──────── Provided entries

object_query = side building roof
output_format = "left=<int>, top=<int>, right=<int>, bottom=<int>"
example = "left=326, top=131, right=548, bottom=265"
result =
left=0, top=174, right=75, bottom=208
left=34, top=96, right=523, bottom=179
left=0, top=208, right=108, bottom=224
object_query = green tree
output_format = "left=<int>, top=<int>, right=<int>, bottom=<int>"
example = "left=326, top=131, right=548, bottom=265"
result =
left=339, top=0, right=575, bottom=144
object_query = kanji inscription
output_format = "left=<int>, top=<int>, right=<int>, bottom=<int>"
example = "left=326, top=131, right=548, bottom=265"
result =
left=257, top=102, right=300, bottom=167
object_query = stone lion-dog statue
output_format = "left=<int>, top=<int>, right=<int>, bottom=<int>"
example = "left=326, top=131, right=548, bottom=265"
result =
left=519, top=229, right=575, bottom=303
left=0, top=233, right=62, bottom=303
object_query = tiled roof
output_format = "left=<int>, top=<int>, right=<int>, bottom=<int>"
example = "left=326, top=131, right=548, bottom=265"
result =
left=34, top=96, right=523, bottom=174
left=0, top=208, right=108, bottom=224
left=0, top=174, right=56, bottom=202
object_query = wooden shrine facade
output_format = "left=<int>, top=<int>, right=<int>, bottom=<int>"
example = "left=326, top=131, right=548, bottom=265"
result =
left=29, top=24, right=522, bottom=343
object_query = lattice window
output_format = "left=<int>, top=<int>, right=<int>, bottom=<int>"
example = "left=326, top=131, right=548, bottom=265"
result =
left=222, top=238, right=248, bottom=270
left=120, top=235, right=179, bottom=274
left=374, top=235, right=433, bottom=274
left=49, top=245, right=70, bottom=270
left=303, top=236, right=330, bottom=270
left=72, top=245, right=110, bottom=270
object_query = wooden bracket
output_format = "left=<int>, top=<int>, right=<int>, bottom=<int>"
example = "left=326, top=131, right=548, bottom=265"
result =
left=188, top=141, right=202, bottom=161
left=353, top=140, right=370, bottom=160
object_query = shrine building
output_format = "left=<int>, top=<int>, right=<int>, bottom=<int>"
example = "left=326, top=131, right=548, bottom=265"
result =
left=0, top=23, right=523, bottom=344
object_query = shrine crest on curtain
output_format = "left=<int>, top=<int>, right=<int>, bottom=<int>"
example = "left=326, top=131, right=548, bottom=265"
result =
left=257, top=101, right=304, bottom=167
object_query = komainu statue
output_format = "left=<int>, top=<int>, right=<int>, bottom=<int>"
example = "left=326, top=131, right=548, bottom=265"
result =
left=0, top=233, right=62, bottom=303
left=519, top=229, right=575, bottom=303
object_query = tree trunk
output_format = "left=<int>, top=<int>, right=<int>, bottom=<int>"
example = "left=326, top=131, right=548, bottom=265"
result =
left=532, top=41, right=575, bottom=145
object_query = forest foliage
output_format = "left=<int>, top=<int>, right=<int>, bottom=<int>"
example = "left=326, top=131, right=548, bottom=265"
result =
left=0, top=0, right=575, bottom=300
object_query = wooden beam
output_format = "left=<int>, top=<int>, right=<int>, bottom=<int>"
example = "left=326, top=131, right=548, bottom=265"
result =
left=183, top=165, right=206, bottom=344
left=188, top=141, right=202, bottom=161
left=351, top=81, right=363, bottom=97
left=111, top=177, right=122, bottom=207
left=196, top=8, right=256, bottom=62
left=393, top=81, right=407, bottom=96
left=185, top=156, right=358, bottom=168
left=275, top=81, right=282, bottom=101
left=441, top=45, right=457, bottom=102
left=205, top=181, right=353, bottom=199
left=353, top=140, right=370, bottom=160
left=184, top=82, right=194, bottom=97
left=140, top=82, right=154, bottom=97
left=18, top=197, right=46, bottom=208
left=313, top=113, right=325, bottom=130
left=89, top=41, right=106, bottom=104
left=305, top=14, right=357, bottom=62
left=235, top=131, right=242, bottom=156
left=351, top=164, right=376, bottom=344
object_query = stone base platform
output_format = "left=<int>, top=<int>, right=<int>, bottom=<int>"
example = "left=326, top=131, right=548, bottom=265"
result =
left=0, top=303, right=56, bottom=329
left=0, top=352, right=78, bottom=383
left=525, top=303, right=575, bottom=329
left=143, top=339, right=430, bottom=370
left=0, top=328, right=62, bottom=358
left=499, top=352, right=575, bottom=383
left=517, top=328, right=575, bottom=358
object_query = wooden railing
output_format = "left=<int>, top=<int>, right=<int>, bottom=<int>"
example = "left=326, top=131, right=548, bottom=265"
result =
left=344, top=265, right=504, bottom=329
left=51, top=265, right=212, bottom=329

────────────────

__Task to complete__:
Please retype all of the records above, keeping every character unchanged.

__Result for this exercise__:
object_query = side building roof
output_format = "left=<int>, top=<int>, right=<int>, bottom=<int>"
example = "left=326, top=131, right=548, bottom=265"
result =
left=0, top=174, right=75, bottom=208
left=34, top=96, right=523, bottom=179
left=0, top=208, right=108, bottom=224
object_query = green tree
output_format = "left=<int>, top=<int>, right=<int>, bottom=<int>"
example = "left=326, top=131, right=548, bottom=265"
result =
left=339, top=0, right=575, bottom=144
object_query = kanji inscription
output_format = "left=<int>, top=<int>, right=<int>, bottom=<int>"
example = "left=326, top=131, right=548, bottom=265"
result =
left=257, top=102, right=300, bottom=167
object_query = stone lion-dog statue
output_format = "left=<int>, top=<int>, right=<int>, bottom=<int>"
example = "left=326, top=131, right=548, bottom=265"
result =
left=519, top=229, right=575, bottom=303
left=0, top=233, right=62, bottom=303
object_query = tiled roof
output_format = "left=<int>, top=<int>, right=<int>, bottom=<int>"
example = "left=326, top=131, right=548, bottom=265"
result =
left=34, top=96, right=523, bottom=174
left=0, top=208, right=108, bottom=224
left=0, top=174, right=56, bottom=202
object_query = wooden shrine facade
output_format = "left=<int>, top=<int>, right=<int>, bottom=<int>"
example = "left=326, top=131, right=548, bottom=265"
result =
left=29, top=24, right=522, bottom=343
object_query = lattice window
output_format = "left=<int>, top=<int>, right=<int>, bottom=<int>"
example = "left=326, top=131, right=548, bottom=265"
result =
left=222, top=238, right=248, bottom=270
left=120, top=235, right=179, bottom=274
left=374, top=235, right=433, bottom=274
left=49, top=245, right=70, bottom=270
left=303, top=236, right=330, bottom=270
left=72, top=245, right=110, bottom=270
object_query = wooden bracket
output_format = "left=<int>, top=<int>, right=<int>, bottom=<int>"
example = "left=326, top=131, right=548, bottom=265"
result =
left=188, top=141, right=202, bottom=161
left=353, top=140, right=370, bottom=160
object_query = shrine building
output_format = "left=<int>, top=<int>, right=<int>, bottom=<int>"
example = "left=326, top=131, right=548, bottom=265"
result =
left=0, top=23, right=523, bottom=344
object_query = shrine crest on curtain
output_format = "left=<int>, top=<int>, right=<int>, bottom=<int>"
example = "left=326, top=131, right=548, bottom=265"
result =
left=257, top=101, right=304, bottom=167
object_query = komainu statue
output_format = "left=<int>, top=<int>, right=<int>, bottom=<int>"
example = "left=326, top=131, right=548, bottom=265"
result =
left=0, top=233, right=62, bottom=303
left=519, top=229, right=575, bottom=303
object_query = tree trunk
output_format = "left=<int>, top=<int>, right=<int>, bottom=<int>"
example = "left=326, top=131, right=548, bottom=265"
result =
left=532, top=41, right=575, bottom=145
object_query = forest foliage
output_format = "left=<int>, top=<int>, right=<int>, bottom=<int>"
example = "left=326, top=131, right=548, bottom=265"
result =
left=0, top=0, right=575, bottom=300
object_query = wooden beam
output_format = "left=<int>, top=<int>, right=<int>, bottom=<int>"
example = "left=326, top=131, right=548, bottom=265"
result =
left=183, top=165, right=206, bottom=344
left=188, top=141, right=202, bottom=161
left=351, top=81, right=363, bottom=97
left=111, top=177, right=122, bottom=207
left=196, top=8, right=256, bottom=62
left=393, top=81, right=407, bottom=96
left=185, top=156, right=358, bottom=168
left=275, top=81, right=282, bottom=101
left=441, top=45, right=457, bottom=102
left=205, top=181, right=353, bottom=199
left=353, top=140, right=370, bottom=160
left=184, top=82, right=194, bottom=97
left=140, top=82, right=154, bottom=97
left=18, top=197, right=46, bottom=208
left=313, top=113, right=325, bottom=130
left=89, top=41, right=106, bottom=104
left=305, top=14, right=357, bottom=62
left=235, top=131, right=242, bottom=156
left=351, top=164, right=376, bottom=344
object_query = stone base platform
output_format = "left=<int>, top=<int>, right=<int>, bottom=<int>"
example = "left=326, top=131, right=548, bottom=265"
result =
left=0, top=303, right=56, bottom=329
left=0, top=352, right=78, bottom=383
left=525, top=303, right=575, bottom=329
left=143, top=339, right=430, bottom=370
left=0, top=328, right=62, bottom=358
left=499, top=352, right=575, bottom=383
left=517, top=328, right=575, bottom=358
object_query = wooden railing
output_format = "left=<int>, top=<int>, right=<int>, bottom=<int>"
example = "left=326, top=131, right=548, bottom=265"
result =
left=344, top=265, right=504, bottom=329
left=51, top=265, right=212, bottom=329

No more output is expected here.